[Goal of the exercise]
Write out the lines from the line containing "Target: detached garage" through the final line of the listing below, exactly, omitting every other line.

Point annotation records:

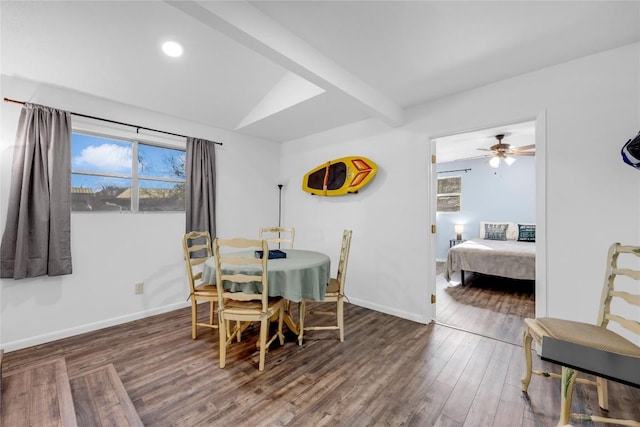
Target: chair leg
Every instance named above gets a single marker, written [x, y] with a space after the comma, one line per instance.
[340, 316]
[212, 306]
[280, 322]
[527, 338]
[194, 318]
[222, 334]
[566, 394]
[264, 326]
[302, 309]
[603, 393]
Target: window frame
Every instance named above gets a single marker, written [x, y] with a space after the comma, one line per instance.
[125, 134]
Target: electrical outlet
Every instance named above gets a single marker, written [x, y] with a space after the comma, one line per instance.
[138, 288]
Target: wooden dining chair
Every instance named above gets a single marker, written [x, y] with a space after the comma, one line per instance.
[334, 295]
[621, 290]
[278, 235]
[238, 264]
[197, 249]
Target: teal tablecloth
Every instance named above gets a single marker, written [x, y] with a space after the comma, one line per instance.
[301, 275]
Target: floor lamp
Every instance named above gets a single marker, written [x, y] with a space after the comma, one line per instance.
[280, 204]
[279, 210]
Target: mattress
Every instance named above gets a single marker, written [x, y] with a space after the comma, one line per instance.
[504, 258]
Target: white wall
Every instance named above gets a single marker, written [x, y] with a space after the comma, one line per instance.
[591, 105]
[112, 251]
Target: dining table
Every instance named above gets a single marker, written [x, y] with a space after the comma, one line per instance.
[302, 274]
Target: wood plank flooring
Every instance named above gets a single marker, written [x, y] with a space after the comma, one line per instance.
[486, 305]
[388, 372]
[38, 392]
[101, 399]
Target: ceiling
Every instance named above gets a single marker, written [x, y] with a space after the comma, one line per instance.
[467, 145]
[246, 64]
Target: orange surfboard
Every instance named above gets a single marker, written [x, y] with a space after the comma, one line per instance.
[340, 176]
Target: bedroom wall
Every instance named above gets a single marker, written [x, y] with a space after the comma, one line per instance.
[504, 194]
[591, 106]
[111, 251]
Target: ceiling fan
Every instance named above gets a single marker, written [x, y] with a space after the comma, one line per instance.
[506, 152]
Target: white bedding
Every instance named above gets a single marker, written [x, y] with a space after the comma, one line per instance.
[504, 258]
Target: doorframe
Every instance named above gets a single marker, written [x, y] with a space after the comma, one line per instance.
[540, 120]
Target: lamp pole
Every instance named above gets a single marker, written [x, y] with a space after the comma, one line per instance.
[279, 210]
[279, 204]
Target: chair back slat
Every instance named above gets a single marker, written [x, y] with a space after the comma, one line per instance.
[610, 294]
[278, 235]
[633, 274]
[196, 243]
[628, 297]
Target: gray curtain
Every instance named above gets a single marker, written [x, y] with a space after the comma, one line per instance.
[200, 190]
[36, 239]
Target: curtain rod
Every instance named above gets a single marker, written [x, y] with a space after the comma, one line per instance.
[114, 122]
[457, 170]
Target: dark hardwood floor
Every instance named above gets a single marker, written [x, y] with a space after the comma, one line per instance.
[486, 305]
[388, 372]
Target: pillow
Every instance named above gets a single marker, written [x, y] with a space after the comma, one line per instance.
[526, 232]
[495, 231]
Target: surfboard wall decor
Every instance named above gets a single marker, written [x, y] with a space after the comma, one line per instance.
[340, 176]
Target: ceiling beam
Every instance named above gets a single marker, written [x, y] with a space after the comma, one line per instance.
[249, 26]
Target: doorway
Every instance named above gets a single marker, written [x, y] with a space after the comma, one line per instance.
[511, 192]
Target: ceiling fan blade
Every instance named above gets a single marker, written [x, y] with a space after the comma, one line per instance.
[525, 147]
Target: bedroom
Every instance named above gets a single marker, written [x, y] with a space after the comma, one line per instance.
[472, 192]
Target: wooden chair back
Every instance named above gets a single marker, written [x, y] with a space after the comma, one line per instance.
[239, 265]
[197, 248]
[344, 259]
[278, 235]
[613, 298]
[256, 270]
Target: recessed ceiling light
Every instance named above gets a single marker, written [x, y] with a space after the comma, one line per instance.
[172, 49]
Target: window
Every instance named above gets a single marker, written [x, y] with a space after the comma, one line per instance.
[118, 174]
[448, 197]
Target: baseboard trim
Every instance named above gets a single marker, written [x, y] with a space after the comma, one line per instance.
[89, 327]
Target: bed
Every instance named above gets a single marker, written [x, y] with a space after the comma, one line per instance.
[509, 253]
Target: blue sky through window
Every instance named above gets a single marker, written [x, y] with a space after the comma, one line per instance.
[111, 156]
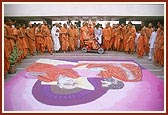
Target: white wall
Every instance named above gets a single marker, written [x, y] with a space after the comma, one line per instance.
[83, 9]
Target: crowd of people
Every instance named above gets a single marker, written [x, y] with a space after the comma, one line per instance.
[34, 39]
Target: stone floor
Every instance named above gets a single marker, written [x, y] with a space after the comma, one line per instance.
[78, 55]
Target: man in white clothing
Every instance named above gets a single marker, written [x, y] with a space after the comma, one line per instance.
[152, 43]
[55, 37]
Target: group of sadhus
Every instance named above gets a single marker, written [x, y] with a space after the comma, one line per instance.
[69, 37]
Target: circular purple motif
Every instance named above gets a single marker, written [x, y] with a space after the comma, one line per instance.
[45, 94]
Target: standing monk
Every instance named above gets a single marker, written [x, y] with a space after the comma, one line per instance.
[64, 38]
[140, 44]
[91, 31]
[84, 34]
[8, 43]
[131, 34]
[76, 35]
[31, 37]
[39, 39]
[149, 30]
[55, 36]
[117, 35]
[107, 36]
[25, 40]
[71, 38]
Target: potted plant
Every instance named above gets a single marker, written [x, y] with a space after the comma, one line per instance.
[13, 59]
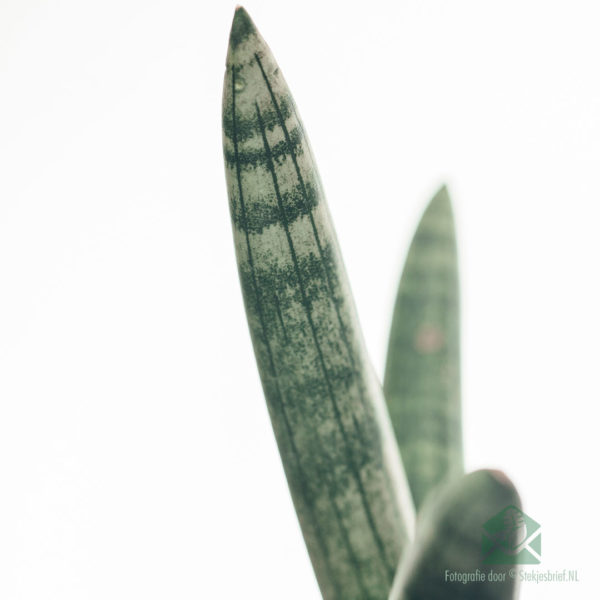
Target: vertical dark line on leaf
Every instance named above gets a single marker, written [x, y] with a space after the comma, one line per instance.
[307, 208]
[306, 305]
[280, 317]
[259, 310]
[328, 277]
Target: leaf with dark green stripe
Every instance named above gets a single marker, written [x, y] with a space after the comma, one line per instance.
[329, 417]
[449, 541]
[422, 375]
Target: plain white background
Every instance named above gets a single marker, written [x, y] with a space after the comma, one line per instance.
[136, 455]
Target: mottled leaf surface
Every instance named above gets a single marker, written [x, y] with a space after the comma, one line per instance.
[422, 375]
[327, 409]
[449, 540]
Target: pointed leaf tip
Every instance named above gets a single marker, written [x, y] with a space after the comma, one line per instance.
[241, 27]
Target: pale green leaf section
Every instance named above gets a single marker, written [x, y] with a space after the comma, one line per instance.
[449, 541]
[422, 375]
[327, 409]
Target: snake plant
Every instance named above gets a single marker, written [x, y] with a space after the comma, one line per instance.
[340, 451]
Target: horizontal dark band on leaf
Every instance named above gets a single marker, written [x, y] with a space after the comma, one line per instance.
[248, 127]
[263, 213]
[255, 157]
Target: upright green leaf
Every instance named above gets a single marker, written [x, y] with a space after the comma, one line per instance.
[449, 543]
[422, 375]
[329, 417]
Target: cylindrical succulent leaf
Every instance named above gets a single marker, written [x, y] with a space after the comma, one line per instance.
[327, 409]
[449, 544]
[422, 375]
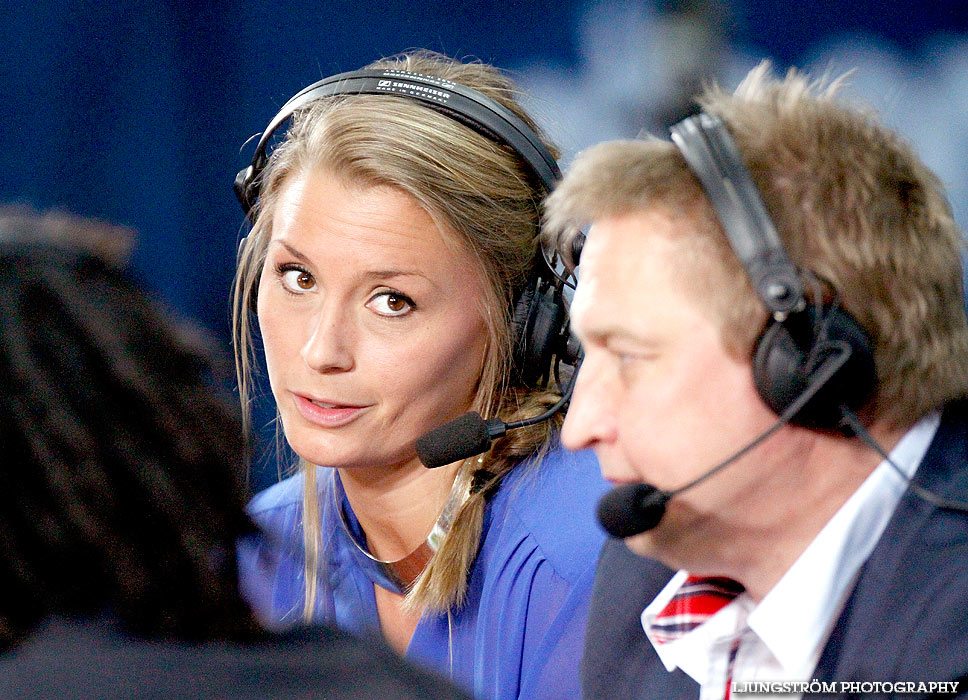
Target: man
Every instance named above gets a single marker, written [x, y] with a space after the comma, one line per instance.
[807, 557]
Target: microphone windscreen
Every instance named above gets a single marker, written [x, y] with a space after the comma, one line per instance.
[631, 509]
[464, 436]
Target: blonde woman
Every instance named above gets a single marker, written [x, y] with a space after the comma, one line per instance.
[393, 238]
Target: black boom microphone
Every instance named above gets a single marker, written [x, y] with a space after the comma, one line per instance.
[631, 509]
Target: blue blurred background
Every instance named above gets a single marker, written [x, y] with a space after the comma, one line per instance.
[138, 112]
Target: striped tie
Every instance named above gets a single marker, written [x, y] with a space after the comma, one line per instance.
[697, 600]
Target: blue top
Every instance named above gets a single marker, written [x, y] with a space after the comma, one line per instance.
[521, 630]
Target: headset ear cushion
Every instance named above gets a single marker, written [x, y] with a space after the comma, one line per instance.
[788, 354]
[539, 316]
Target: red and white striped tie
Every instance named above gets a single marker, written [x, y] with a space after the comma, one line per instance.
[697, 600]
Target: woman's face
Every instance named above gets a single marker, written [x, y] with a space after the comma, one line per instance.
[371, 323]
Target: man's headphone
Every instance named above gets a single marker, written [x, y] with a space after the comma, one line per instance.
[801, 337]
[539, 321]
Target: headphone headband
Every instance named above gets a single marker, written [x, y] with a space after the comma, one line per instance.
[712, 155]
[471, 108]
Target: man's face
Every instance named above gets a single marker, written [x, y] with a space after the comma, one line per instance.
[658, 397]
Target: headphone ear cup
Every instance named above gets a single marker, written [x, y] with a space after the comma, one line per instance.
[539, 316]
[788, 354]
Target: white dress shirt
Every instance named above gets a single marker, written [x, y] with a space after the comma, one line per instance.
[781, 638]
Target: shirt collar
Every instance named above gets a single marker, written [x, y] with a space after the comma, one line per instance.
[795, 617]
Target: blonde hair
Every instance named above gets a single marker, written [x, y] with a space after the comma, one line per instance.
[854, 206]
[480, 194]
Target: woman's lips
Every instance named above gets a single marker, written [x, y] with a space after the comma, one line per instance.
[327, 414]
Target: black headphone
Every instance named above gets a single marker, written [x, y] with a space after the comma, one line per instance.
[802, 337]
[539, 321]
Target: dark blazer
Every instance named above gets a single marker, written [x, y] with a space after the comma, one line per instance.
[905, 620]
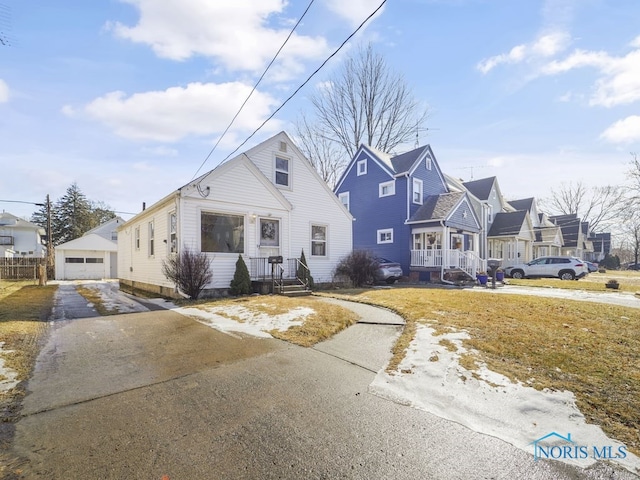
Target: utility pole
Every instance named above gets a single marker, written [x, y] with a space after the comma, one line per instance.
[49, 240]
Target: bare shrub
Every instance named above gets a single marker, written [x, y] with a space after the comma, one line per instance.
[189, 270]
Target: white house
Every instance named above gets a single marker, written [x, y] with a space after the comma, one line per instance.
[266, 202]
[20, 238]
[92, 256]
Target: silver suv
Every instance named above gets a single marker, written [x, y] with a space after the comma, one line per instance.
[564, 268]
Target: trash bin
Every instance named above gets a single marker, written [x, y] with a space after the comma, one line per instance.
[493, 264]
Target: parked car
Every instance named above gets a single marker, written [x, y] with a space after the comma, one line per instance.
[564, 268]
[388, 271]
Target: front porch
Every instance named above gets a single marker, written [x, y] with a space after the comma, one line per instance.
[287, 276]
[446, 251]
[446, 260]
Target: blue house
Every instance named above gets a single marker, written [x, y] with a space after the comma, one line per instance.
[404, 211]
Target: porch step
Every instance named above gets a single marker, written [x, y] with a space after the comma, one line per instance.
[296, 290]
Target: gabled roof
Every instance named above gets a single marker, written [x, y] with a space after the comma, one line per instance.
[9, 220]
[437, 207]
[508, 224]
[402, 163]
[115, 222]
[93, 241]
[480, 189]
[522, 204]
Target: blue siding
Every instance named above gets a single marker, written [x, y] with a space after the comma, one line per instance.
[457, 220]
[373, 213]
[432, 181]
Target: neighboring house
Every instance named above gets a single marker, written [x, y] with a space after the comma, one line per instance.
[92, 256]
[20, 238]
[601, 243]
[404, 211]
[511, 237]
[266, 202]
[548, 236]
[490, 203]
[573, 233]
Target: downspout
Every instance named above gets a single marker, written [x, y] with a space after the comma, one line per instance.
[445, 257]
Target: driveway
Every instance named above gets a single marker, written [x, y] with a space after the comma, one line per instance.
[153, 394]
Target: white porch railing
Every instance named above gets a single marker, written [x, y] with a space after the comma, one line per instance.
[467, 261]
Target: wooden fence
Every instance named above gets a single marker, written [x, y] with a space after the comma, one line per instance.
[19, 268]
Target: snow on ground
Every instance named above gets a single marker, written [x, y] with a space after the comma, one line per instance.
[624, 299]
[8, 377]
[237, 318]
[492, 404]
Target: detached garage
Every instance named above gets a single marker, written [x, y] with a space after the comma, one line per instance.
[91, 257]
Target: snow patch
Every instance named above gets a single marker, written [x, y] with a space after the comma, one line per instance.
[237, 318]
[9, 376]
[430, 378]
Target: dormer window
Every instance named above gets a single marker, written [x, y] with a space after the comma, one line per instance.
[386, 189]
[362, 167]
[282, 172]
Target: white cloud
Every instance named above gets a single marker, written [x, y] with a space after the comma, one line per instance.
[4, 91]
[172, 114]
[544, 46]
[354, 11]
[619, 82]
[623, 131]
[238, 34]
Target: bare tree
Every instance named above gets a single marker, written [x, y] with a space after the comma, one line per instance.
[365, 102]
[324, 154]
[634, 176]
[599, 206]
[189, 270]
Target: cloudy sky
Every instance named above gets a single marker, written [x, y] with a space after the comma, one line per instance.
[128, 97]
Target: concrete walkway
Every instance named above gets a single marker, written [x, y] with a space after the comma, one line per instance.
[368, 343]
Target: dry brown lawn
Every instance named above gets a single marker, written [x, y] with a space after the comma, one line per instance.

[Worked answer]
Target: detached garage
Every instance named above gets a single marker, written [x, y] with a space after the comma, one line per instance.
[91, 257]
Target: snow patch
Every instance named above gets a single marker, written [x, y] with a space after the comma, one line per instance.
[237, 318]
[9, 376]
[430, 378]
Target: dormer window
Every instance named above gets a single marker, written [x, y] with a space after the comma, one line per instance.
[386, 189]
[362, 167]
[282, 172]
Target: white cloud
Every instance named above gets a single marker, written [x, y] with a space after the comma, one line per instance.
[4, 91]
[172, 114]
[544, 46]
[354, 11]
[619, 82]
[623, 131]
[238, 34]
Target: bare tree
Every instance named above gets a single marker, written [x, y] with a space after the comma, one line per instance.
[365, 102]
[324, 154]
[634, 176]
[599, 206]
[189, 270]
Target: cloudy sky
Every instance named above gets a single marker, written [x, y] with a space after the comma, one line per instance.
[128, 97]
Target: concrete walkway
Every instance named above gets a single marker, written [x, y] with a space after the comma, one line per instance.
[368, 343]
Target: dry brown lawn
Every instance named above gets a single marker, written [x, y] with a space after the comma, one line per instance.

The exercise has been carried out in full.